Collected data entries:
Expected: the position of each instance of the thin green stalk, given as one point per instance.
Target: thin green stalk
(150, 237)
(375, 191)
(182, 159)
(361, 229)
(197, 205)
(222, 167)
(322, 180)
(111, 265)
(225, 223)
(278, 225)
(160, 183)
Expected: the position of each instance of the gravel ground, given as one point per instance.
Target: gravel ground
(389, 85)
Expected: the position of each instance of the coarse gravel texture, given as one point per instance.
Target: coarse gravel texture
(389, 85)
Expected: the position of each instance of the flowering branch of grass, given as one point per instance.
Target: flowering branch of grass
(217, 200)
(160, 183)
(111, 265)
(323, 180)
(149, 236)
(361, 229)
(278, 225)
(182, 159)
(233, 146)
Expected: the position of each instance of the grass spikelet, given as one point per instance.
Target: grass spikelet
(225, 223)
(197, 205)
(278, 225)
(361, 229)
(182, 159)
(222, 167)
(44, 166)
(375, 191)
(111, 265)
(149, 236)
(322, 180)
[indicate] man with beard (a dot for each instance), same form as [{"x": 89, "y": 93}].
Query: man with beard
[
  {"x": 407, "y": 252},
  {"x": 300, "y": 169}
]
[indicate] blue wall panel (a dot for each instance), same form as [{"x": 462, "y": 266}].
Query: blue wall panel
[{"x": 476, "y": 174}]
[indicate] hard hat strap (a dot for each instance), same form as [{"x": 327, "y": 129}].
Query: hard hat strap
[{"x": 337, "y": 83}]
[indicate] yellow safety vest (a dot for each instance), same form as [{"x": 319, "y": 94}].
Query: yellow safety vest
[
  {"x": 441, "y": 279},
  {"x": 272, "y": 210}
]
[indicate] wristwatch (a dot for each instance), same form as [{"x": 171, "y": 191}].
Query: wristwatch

(Aim of the exercise)
Print the lines above exactly as they appear, from the first to the last.

(Reply to the task)
Expected: the position of each instance of the thin green stalk, given as one point per instance.
Target: thin green stalk
(150, 237)
(375, 191)
(182, 159)
(361, 229)
(197, 205)
(222, 167)
(322, 180)
(111, 265)
(225, 223)
(278, 225)
(160, 183)
Expected: the position of each instance of the gravel ground, given as one point per instance.
Target: gravel ground
(389, 85)
Expected: the position of each instance of the coarse gravel texture, given as one point per instance.
Target: coarse gravel texture
(389, 85)
Expected: the position of each instance of the flowering branch of grass, given as one point per instance.
Target: flowering branch of grass
(217, 200)
(160, 183)
(111, 265)
(323, 180)
(149, 236)
(361, 229)
(278, 225)
(182, 159)
(233, 146)
Expected: the position of each instance of the grass spikelet, given as one point per instance.
Target: grass spikelet
(225, 223)
(197, 205)
(278, 225)
(361, 229)
(182, 159)
(222, 167)
(44, 166)
(375, 191)
(111, 265)
(149, 236)
(322, 180)
[indicate] man with beard (a dot for each instance), same form as [{"x": 89, "y": 93}].
Query: man with beard
[
  {"x": 407, "y": 252},
  {"x": 300, "y": 169}
]
[indicate] blue wall panel (a dot for each instance), same form as [{"x": 462, "y": 266}].
Query: blue wall panel
[{"x": 476, "y": 174}]
[indicate] hard hat strap (a dot for each instance), same form as [{"x": 327, "y": 129}].
Query: hard hat strap
[{"x": 337, "y": 83}]
[indicate] yellow safety vest (a dot for each instance), same form as [{"x": 319, "y": 94}].
Query: yellow safety vest
[
  {"x": 441, "y": 279},
  {"x": 272, "y": 210}
]
[indicate] wristwatch (a dot for each instance), same form as [{"x": 171, "y": 191}].
Query: wristwatch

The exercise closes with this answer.